-- start --

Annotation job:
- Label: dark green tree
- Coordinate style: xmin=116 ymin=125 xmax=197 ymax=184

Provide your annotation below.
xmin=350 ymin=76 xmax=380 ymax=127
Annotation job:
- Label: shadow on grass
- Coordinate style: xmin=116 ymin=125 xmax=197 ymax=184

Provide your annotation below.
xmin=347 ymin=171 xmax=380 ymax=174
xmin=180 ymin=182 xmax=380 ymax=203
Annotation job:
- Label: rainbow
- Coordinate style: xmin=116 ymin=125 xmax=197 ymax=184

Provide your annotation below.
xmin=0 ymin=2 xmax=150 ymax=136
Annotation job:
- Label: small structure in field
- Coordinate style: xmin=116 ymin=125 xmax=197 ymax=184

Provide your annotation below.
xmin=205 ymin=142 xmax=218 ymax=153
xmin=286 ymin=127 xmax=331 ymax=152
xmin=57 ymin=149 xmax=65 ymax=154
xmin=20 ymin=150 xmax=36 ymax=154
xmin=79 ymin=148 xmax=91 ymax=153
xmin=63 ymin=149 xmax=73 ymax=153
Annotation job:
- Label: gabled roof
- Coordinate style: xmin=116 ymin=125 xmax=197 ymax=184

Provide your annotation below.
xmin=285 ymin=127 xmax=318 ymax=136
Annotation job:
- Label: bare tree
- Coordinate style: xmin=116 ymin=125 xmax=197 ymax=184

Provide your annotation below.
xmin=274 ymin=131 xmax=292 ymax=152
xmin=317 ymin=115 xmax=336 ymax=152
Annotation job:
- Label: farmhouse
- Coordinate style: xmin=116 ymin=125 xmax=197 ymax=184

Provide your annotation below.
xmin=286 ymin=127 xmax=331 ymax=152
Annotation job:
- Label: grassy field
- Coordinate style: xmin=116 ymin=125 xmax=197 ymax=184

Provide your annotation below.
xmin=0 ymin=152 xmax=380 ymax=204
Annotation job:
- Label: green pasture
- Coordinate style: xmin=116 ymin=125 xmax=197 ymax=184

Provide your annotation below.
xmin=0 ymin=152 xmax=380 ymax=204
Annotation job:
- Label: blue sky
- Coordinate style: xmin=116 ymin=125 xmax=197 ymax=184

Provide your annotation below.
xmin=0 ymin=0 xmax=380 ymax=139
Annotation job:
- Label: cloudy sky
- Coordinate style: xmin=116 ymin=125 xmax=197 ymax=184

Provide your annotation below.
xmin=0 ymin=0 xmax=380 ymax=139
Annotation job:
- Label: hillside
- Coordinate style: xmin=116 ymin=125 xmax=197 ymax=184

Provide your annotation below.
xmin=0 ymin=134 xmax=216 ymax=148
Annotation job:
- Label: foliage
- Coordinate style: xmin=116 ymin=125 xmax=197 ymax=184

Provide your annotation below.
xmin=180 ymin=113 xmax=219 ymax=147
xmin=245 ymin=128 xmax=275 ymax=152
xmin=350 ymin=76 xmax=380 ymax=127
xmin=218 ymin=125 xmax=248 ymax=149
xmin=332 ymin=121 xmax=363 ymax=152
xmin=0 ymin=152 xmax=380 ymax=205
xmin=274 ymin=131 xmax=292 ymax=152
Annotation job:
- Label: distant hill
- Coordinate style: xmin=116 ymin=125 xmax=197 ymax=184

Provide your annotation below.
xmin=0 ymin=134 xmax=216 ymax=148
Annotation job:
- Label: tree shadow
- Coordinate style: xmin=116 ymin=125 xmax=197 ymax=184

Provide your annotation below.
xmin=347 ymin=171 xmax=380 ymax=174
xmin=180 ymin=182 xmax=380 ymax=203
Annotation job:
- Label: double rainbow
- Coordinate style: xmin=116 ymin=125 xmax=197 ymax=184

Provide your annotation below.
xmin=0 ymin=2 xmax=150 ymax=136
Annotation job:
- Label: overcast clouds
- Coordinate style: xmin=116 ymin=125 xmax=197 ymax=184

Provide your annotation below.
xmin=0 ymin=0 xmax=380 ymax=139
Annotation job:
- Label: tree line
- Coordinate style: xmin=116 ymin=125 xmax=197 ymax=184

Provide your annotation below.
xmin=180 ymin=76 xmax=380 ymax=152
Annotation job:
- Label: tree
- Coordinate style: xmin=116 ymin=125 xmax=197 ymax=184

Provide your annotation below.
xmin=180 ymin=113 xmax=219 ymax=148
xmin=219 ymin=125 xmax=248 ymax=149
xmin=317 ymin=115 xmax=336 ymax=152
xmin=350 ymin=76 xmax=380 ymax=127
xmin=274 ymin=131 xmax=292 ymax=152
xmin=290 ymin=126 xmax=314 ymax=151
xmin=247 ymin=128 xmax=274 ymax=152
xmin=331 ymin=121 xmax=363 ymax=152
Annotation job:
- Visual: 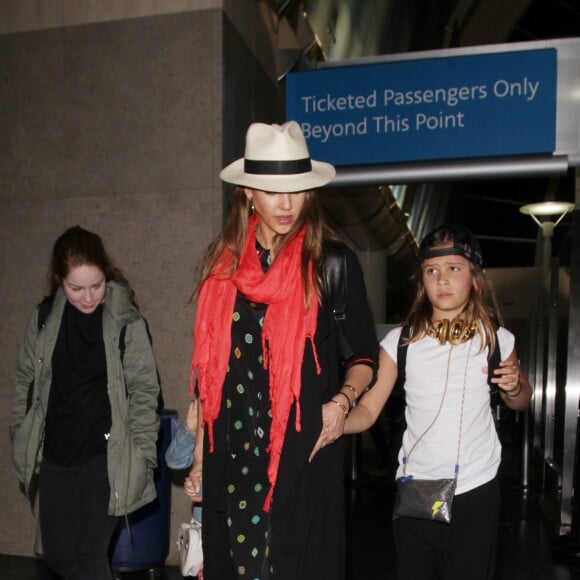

-- end --

# Short task:
Pick out every line above that contains the string "rainbow" and copy each one in full. Case counts.

# Result below:
- Label: rainbow
- Label: double rainbow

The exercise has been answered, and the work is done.